[Task directions] From the rows below, pull out every line containing the word "cleared", and copy each one unchanged.

A few records:

──────────

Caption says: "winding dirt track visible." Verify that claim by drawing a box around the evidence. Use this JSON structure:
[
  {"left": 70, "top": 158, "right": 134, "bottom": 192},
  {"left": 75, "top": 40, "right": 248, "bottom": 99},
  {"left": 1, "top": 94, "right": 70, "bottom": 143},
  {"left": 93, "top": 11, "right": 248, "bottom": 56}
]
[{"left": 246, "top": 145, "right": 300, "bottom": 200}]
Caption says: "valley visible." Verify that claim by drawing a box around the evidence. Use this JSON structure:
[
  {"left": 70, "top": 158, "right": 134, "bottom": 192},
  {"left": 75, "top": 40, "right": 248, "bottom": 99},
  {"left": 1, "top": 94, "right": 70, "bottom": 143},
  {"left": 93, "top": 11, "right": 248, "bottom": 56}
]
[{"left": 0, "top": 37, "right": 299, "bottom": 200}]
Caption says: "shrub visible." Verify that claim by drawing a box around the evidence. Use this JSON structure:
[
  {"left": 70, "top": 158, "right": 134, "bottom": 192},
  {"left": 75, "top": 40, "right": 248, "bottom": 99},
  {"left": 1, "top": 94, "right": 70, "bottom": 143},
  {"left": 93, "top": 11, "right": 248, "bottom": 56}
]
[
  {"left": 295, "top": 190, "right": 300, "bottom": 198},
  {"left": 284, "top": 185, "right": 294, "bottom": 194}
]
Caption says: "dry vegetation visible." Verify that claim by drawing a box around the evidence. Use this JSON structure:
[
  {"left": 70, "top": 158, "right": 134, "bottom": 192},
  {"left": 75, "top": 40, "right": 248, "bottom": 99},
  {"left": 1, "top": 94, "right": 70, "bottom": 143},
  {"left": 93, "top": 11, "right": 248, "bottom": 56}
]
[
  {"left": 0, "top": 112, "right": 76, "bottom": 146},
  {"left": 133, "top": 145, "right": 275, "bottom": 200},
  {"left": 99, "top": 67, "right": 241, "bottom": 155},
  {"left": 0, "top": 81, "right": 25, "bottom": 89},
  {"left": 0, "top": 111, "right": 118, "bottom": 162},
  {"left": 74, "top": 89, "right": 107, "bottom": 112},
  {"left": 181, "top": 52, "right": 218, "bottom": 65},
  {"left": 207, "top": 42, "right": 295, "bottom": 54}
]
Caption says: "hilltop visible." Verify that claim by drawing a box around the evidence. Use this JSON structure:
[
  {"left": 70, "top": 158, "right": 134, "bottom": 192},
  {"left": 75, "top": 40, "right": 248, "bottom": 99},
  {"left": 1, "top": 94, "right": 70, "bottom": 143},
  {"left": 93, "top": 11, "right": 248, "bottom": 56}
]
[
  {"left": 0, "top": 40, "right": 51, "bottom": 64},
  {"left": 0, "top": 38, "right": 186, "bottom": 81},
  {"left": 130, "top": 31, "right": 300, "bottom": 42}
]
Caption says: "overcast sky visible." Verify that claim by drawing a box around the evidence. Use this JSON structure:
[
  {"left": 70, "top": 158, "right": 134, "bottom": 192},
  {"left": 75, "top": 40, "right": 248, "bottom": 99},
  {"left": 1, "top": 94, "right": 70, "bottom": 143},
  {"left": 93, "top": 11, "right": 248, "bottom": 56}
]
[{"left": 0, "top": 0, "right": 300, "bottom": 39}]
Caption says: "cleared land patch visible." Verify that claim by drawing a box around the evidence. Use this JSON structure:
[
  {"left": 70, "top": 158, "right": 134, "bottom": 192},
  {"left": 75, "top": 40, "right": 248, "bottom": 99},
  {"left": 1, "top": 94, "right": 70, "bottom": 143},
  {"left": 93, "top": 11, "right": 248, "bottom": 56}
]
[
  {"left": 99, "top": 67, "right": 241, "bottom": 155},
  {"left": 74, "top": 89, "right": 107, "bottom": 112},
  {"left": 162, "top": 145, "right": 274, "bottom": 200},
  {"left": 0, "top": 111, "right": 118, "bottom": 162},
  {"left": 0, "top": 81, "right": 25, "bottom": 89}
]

──────────

[Solution]
Caption says: "cleared land patch visible." Verify that claim by drawing a box around the evidence. Use this JSON structure:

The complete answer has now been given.